Work to be completed —
Please copy word for word the lines of the items below, from the line holding "TASK = place a pin on each instance of the sweatshirt" through the end of the items, inclusive.

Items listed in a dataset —
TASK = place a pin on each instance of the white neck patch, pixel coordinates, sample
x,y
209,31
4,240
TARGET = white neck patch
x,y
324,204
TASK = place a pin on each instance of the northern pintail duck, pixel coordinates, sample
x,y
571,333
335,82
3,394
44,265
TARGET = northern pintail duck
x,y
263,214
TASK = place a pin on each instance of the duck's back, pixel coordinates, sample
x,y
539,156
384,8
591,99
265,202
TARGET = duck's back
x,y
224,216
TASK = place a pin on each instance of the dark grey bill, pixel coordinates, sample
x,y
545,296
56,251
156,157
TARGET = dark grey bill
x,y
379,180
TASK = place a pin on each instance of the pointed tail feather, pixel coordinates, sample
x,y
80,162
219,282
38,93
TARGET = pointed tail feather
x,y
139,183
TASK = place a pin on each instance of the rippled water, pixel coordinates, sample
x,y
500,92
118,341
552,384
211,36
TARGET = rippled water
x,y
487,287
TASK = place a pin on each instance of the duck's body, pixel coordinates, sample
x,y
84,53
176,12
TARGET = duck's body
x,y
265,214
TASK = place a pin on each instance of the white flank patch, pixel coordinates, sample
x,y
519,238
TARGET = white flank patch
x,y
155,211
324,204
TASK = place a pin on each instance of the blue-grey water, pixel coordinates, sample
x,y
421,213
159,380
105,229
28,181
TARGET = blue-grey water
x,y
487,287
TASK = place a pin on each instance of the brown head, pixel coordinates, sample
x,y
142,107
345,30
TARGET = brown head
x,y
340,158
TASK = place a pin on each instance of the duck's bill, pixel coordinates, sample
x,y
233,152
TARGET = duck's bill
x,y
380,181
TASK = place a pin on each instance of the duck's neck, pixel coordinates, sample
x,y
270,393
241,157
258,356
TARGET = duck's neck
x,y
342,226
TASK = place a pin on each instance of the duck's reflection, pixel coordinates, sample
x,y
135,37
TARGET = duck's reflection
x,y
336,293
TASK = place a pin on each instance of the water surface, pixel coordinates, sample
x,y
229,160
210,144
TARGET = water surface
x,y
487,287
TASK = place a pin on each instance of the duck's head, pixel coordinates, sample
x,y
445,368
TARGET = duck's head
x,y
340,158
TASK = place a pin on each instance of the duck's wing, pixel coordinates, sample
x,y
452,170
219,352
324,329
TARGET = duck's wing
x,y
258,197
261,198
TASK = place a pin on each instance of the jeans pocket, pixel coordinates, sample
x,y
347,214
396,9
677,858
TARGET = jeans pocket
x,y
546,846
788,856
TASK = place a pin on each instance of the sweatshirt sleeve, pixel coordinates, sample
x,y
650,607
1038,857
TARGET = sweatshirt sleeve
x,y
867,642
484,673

Exercise response —
TASK = place a pin on each instance of the sweatshirt sleeve, pixel coordinates, sample
x,y
650,607
1038,857
TARGET = sweatshirt sleeve
x,y
867,642
484,673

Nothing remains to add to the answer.